*Directive:*
Repeat the stretch of the listing from its start through the line containing "point(40, 40)", both ends included, leaving out the pictures.

Point annotation dataset records:
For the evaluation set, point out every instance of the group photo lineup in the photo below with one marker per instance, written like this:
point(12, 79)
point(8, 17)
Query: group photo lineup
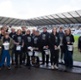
point(40, 40)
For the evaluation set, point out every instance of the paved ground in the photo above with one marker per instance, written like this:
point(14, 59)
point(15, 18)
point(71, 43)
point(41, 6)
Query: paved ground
point(37, 74)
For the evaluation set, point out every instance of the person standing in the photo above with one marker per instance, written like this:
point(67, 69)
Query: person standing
point(79, 44)
point(18, 42)
point(12, 35)
point(54, 43)
point(61, 35)
point(6, 45)
point(44, 40)
point(28, 41)
point(36, 47)
point(68, 41)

*Exercise solution:*
For the evaluation set, point out every instance of the group photo lineup in the photo below with one marker per instance, written like this:
point(12, 79)
point(8, 17)
Query: group photo lineup
point(40, 40)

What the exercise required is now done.